- Texto de leitura:
Em decorrência do ritmo circadiano, o pico da atividade do sistema renina-angiotensina-aldosterona, por exemplo, ocorre durante o sono. Ensaios clínicos prospectivos e meta-análises já demonstraram que as médias pressóricas durante o período do sono, durante a monitorização ambulatorial da pressão arterial (MAPA), é um marcador mais sensível do risco cardiovascular do que as médias pressórica obtidas na MAPA durante a vigília ou no período de 24 horas.

Estudos como Heart Outcomes Prevention Evaluation (HOPE), Syst-Eur, Syst-China e Controlled Onset Extended-Release Verapamil Investigation of Cardiovascular Endpoints (CONVINCE) avaliaram os efeitos da ingestão vespertina ou noturna de anti-hipertensivos na redução de risco cardiovascular. Porém, nenhum destes estudos foi conduzido comparando a administração vespertina ou noturna de anti-hipertensivos com a administração no período da manhã.

(Entradas de dados coletados)

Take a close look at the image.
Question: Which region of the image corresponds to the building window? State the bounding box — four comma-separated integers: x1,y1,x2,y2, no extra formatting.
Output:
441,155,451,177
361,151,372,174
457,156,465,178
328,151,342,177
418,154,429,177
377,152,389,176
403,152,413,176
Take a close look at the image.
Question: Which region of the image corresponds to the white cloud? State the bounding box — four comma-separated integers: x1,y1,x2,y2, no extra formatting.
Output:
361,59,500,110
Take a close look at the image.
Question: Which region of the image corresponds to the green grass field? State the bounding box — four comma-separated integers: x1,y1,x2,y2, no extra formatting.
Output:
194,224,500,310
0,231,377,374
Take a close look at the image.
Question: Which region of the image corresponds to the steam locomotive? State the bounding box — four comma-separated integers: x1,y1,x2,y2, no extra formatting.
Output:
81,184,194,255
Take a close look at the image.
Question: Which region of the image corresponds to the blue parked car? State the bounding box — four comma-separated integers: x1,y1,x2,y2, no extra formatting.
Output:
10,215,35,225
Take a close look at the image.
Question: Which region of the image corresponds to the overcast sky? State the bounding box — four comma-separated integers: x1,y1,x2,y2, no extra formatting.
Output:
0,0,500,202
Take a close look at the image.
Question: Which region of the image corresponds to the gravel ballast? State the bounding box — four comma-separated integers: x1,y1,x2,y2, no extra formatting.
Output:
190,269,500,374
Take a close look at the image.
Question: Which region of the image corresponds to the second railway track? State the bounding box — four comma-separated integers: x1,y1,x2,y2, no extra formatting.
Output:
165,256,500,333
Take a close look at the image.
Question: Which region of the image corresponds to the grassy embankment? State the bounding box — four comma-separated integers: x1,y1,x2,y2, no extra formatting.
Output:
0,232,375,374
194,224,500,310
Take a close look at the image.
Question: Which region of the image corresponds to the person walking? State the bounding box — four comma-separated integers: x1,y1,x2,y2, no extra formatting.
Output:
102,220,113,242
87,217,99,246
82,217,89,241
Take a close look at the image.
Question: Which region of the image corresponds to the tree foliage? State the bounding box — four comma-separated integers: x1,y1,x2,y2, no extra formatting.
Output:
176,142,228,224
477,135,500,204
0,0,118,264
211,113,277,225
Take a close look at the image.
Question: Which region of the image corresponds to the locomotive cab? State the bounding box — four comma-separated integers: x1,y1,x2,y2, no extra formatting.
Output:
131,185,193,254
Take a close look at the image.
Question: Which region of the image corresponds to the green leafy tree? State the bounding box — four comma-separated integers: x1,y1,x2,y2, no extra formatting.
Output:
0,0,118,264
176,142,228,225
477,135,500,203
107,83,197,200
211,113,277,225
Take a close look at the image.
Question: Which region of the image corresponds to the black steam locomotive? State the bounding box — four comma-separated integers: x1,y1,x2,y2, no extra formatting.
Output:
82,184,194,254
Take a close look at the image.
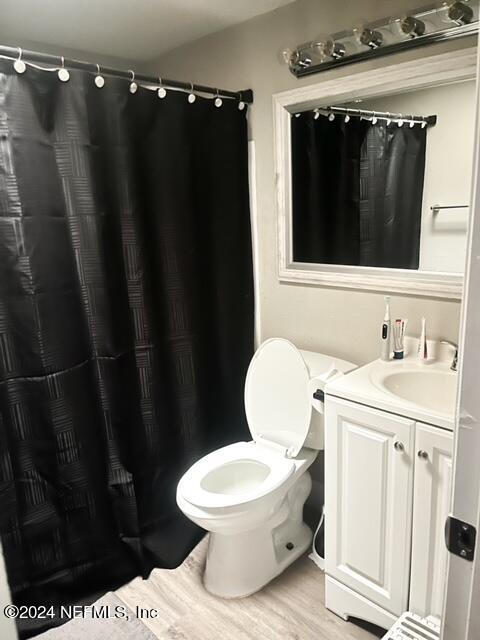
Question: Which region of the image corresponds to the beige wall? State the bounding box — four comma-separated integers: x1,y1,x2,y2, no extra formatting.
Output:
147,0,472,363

--

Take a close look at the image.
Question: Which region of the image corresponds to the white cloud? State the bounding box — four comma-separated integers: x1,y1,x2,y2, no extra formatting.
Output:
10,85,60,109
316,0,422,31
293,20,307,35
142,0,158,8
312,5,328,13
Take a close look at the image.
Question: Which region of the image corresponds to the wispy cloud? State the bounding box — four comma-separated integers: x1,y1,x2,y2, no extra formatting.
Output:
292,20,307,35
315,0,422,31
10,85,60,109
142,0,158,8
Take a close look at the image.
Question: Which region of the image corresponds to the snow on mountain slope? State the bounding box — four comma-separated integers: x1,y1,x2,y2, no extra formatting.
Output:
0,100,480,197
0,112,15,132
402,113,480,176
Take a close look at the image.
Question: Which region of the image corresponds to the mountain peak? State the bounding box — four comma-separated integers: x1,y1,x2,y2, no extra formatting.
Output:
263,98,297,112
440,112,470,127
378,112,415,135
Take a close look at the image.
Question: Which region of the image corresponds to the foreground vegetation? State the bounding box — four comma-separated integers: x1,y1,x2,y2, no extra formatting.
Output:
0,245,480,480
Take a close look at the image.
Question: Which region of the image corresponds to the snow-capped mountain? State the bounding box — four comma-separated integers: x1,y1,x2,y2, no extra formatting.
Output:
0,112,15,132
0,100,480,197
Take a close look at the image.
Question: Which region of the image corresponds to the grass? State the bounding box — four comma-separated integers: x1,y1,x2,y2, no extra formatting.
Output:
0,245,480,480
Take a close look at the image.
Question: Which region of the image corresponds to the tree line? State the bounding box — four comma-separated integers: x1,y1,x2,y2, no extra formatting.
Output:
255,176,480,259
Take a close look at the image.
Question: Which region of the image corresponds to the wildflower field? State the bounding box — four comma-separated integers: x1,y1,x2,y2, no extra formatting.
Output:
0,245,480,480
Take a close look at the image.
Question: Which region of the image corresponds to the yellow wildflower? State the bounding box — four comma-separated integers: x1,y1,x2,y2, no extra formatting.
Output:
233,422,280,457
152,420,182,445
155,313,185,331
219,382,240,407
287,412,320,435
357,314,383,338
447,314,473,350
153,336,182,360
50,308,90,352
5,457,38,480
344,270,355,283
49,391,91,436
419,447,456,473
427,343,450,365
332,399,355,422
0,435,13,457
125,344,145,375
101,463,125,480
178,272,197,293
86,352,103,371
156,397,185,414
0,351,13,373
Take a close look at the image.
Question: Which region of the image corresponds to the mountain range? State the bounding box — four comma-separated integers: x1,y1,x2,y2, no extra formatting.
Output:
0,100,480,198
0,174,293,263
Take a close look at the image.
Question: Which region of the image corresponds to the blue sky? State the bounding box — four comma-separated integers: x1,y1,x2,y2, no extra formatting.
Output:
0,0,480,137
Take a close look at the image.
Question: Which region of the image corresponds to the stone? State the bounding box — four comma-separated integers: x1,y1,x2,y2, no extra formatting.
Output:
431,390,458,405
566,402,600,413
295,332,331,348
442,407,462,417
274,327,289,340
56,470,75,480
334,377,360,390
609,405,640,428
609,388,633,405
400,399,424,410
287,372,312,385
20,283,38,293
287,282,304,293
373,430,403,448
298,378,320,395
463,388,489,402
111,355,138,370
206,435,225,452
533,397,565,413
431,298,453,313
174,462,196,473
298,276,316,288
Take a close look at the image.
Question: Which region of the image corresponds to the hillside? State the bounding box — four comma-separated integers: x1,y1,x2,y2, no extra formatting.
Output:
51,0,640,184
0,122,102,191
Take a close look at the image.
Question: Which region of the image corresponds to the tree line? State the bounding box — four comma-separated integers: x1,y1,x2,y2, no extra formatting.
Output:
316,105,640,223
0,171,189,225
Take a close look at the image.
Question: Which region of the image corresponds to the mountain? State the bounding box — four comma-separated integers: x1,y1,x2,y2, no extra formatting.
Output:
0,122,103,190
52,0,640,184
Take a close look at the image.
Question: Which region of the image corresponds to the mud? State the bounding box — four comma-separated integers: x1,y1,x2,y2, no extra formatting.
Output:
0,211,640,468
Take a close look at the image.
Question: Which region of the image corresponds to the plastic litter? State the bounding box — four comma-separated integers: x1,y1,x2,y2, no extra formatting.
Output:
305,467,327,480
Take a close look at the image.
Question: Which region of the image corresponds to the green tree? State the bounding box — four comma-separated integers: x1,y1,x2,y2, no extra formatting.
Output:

* * *

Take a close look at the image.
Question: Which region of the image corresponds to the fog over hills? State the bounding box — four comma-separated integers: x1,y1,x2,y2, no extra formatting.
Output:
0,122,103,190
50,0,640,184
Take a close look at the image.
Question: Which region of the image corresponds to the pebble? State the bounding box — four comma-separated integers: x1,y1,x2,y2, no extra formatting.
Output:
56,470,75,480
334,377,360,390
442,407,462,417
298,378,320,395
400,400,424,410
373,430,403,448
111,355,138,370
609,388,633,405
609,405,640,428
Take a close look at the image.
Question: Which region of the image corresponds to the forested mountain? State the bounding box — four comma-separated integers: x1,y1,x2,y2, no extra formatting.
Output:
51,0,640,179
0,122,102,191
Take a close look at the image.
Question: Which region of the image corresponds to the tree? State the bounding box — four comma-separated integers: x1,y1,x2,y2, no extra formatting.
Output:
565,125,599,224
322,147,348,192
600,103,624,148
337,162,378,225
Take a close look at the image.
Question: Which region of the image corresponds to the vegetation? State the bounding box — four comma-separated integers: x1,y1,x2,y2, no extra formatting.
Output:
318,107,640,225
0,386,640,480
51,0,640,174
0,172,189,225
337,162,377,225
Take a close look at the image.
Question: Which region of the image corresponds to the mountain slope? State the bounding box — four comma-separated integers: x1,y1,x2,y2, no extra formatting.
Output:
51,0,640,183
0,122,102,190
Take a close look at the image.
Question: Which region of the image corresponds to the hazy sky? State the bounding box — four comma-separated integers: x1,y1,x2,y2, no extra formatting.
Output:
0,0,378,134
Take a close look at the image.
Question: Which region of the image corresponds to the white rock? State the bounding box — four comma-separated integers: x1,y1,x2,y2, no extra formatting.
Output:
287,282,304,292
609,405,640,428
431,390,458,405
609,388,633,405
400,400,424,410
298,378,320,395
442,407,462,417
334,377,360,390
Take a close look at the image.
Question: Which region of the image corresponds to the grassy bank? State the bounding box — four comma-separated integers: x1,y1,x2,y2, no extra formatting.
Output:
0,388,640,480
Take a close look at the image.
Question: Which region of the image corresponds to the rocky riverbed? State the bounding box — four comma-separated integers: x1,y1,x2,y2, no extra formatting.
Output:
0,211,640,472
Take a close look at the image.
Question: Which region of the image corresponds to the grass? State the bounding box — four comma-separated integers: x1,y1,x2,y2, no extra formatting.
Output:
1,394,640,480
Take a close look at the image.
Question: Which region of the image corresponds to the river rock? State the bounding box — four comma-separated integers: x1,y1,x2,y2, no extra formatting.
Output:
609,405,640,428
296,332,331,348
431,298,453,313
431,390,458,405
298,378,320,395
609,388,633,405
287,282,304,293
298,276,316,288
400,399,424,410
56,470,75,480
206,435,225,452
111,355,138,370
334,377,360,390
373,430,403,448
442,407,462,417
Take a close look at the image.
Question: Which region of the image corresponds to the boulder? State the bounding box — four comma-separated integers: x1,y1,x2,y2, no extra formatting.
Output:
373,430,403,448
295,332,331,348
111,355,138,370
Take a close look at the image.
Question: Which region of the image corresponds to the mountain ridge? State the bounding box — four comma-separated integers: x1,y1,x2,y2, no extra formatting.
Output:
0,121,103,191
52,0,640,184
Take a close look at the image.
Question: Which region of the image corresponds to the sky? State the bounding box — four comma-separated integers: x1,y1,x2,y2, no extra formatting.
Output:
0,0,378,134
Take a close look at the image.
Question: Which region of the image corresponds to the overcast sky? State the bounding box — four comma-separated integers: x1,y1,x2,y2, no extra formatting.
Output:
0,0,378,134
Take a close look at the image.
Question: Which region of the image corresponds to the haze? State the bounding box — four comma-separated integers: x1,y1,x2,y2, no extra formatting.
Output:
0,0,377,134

- Conjunto de tarefas:
[1] Reescreva de forma mais breve o parágrafo do texto sobre pressão arterial que começa com "Estudos como Heart Outcomes", mantendo seus fatos principais.
[2] Retome o texto sobre pressão arterial e anti-hipertensivos, continuando-o a partir da última frase.

- Respostas por tarefa:
[1] Os estudos HOPE, Syst-Eur, Syst-China e CONVINCE avaliaram o efeito da ingestão vespertina ou noturna de anti-hipertensivos na redução do risco cardiovascular, mas nenhum deles comparou essa administração com a feita pela manhã.

[2]
Recentemente foi publicado o Hygia Chronotherapy Trial, no qual 19.168 pacientes foram randomizados para o uso de anti-hipertensivos ao despertar ou para o uso noturno de anti-hipertensivos. Os participantes do estudo receberam a dose total de pelo menos um agente anti-hipertensivo das cinco classes terapêuticas principais (inibidores da enzima conversora de angiotensina, bloqueadores de receptores da angiotensina, bloqueadores dos canais de cálcio, beta-bloqueadores e/ou diuréticos) no período noturno (9552 pacientes) ou ao despertar (9532 pacientes).

Terapias anti-hipertensivas combinadas foram prescritas, quando disponíveis, em uma única apresentação galênica, para melhor aderência. Durante o período de acompanhamento dos pacientes (mediana de 6,3 anos de seguimento), 1.752 participantes do estudo apresentaram eventos cardiovasculares maiores, como Infarto do Miocárdio, necessidade de revascularização miocárdica, Acidente Vascular Encefálico ou morte cardiovascular.

Pacientes alocados no grupo de administração noturna de anti-hipertensivos tiveram redução de risco destes eventos cardiovasculares de 45%.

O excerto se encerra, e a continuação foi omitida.